> _Work instruction_: Write the next part of the tutorial on running SQL in a Jupyter Notebook, picking up after its last sentence.

The procedure was completed successfully. What is this number 3? It’s the number of rows in the table. After that, I will load the SQL extension using the package we installed earlier, ipython-sql.

# 11. Load the SQL extension
%load_ext sql

Then, you add %load_ext to load the SQL extension. This is also magical, alright? It’s even referred to as a magic command because it’s so seamless.

# 12. Define the database
%sql sqlite:///database.db

Then, you execute it, and now I’ll tell you the next step. I want to use that file as my database. So, I enter %sql, specify sqlite, which is the framework we are using to access the database, and then the file. In this case, I’m not specifying a folder because the file is in the same directory as the Notebook.

That’s it. Now you can start applying SQL using %%sql.

# 13. Execute SQL query to select all data from the employees table
%%sql

SELECT * FROM employees

Be careful — you need to use two percent signs. Here, I am telling the Notebook the following: “Now, I don’t want to run Python code.” You see, the Notebook was created to execute Python. But for a moment, let’s pause Python and run SQL instead. That’s exactly what %%sql does.

Then, you enter your SQL instruction: SELECT * FROM, followed by the name of the table, which is employees, and the magic happens. Now you can work with SQL.

Since SQL is widely used in the industry, once you learn it, you can apply it in various contexts, projects, and in different ways. This is a quick method to analyze data without needing to write a Python script for it.

“Oh, but I don’t want to use SQL, I want to use Python scripts instead.” Can you? Yes, of course, that’s not a problem. However, the advantage of SQL is that it’s often a bit easier. SQL is not a programming language, it’s a data manipulation language. So you use SELECT to fetch everything from the source, which in this case is the employeestable.

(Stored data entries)
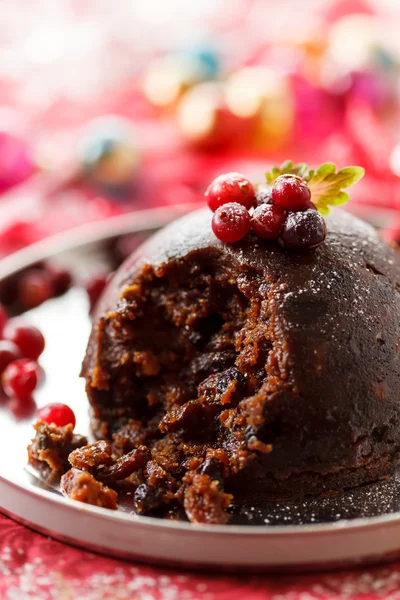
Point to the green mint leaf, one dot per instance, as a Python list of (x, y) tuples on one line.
[(326, 185)]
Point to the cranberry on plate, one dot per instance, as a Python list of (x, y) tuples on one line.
[(57, 413)]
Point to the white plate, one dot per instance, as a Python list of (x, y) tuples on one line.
[(362, 525)]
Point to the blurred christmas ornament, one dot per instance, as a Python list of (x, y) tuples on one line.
[(169, 77), (264, 98), (16, 161), (109, 155), (371, 138), (206, 60), (205, 119)]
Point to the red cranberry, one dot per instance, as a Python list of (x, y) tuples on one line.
[(3, 318), (302, 230), (8, 353), (231, 222), (291, 192), (57, 413), (268, 221), (28, 338), (61, 278), (34, 288), (231, 187), (20, 378), (264, 196), (94, 287)]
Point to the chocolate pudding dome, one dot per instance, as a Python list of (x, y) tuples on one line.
[(253, 352)]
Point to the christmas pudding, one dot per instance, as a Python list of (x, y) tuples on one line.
[(252, 357)]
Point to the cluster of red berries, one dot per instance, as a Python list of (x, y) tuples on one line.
[(284, 212), (34, 285), (20, 348)]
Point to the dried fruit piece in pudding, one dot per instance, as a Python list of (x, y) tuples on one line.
[(94, 287), (91, 456), (231, 187), (49, 450), (83, 487), (57, 413), (231, 222), (267, 221), (291, 192), (303, 230), (27, 337)]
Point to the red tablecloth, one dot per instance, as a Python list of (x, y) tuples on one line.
[(34, 566)]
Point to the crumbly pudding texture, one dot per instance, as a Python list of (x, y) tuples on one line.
[(221, 375)]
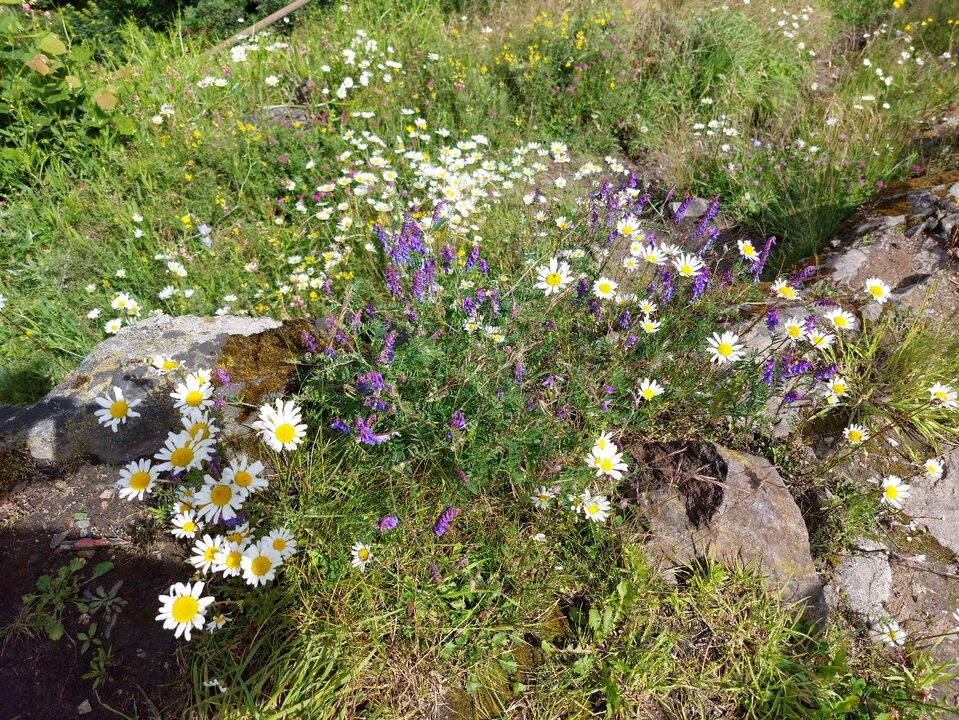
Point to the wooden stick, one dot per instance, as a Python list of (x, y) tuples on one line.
[(265, 22)]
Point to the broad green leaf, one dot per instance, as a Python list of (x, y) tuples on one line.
[(52, 45), (38, 63), (105, 100)]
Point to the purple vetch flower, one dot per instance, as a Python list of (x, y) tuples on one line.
[(681, 210), (447, 256), (826, 373), (386, 354), (443, 521), (472, 257), (365, 435), (457, 421), (393, 281), (387, 523), (701, 283), (518, 372), (772, 319), (369, 382), (802, 275), (769, 368)]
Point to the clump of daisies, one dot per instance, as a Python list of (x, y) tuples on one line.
[(210, 493)]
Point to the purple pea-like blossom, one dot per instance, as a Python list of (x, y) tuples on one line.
[(769, 368), (443, 521), (472, 257), (386, 354), (772, 319), (518, 372), (457, 421), (387, 523), (393, 282)]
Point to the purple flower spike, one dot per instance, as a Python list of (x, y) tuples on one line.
[(443, 521)]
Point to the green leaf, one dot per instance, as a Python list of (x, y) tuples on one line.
[(52, 45), (125, 125), (55, 629)]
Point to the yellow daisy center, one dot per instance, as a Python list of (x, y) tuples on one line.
[(261, 565), (139, 480), (284, 433), (181, 457), (220, 495), (184, 609), (118, 409)]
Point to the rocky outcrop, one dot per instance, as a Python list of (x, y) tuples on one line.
[(61, 427), (907, 237), (701, 500)]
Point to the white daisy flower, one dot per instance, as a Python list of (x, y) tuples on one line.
[(114, 411), (281, 426), (184, 608)]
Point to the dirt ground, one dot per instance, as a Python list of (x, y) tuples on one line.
[(45, 522)]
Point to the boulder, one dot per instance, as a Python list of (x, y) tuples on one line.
[(61, 426), (906, 237), (934, 504), (863, 582), (702, 500)]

> _Response to this task_:
Executing SQL Instructions for Data Analysis

Let’s execute a few more SQL commands as examples, and soon we will perform a complete data analysis. Let’s jump into the Notebook.

So, what have we done so far? We initially created a dictionary, converted it into a Pandas DataFrame, and then checked if the database file existed. Since the file didn’t exist, we deleted it to start fresh. Next, we connected to the database.

Since the file no longer existed, SQLite created a new file for us. After that, we loaded the table (which was the DataFrame) into the database under the name Funcionários (Employees). We then loaded the SQL extension, specified the location of the database (in the same directory as the Notebook), and executed our first query.

Here’s what you saw before:

# 13. Execute SQL query to select all data from the employees table
%%sql

SELECT * FROM employees

This SELECT * FROM employees, you execute here in SQLite. It's the same command you would run in Oracle, Microsoft SQL Server, IBM DB2, Teradata, MySQL, PostgreSQL, or any other database.

This is one of the great advantages of SQL — you learn one syntax, and you can use it across different platforms because SQL follows an international standard, which is SQL ANSI. This standard is supported by almost all database vendors.

So, what you’re doing here with me in Python, inside the Notebook, is the same as you would do in any other DBMS. Having this knowledge, which is interchangeable across platforms, is incredibly valuable.

Alright, now let’s run two more SQL commands. As an example, I want to count how many employees I have in the table.

# 14. Execute SQL query to count the number of records in the employees table
%%sql

SELECT count(*) FROM employees

I will use the COUNT function, opening and closing parentheses and placing an asterisk inside. Done, I have three records.

If I want something a bit more complex, for example, what’s the average salary of the employees?

# 15. Execute SQL query to calculate the average salary rounded to 2 decimal places from the employees table
%%sql

SELECT round(avg(salary), 2) as 'average_salary' FROM employees

Next, I do this: SELECT, and I’ll use the AVG function, which is the average calculation in SQL. I then specify where I want to calculate the average. When calculating, it will return several decimal places. You can round it using the ROUND function to two decimal places. Then, you assign an alias using AS. This AS allows you to give a nickname to the result. You will do all of this based on the employees table.

Execute it, and there it is — the average salary. In other words, the only limit now is your knowledge of SQL. The more you know, the more you can extract from the database for analysis.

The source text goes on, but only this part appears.